Bruce Davidson (American, b. 1933) 'Untitled' 1959

 

Bruce Davidson (American, b. 1933)
Untitled
1959
Gelatin silver print
Paper: 27.9 x 35.6cm (11 x 14 in.)
Gift of an anonymous donor
© Bruce Davidson/Magnum Photos

 

The pleasures and agonies of teenage romance are captured in Bruce Davidson’s photographs of the gang’s dance parties, which were held variously in Brooklyn’s Prospect Park, at a neighbourhood school, and in members’ homes.

 

Bruce Davidson (American, b. 1933) 'Untitled' 1959

 

Bruce Davidson (American, b. 1933)
Untitled
1959
Gelatin silver print
Image: 16.1 x 24.1cm (6 5/16 x 9 1/2 in.)
Paper: 20.2 x 25.3cm (7 15/16 x 9 15/16 in.)

> **Record excerpts**
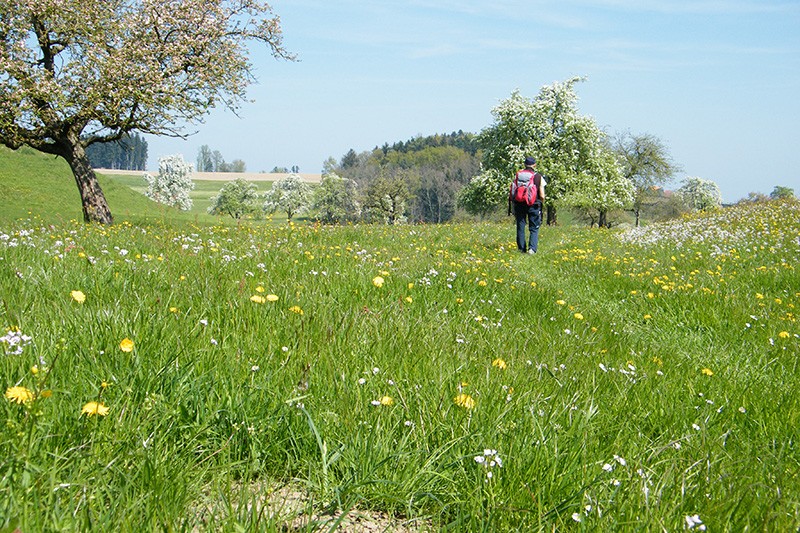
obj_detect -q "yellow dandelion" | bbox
[453,393,475,409]
[119,337,133,352]
[6,386,34,404]
[81,402,110,416]
[69,291,86,304]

> **Problem requirements**
According to the text on Bruce Davidson's 1959 prints, where were the gang's dance parties held?

> **Written solution**
They were held in Brooklyn's Prospect Park, at a neighborhood school, and in members' homes.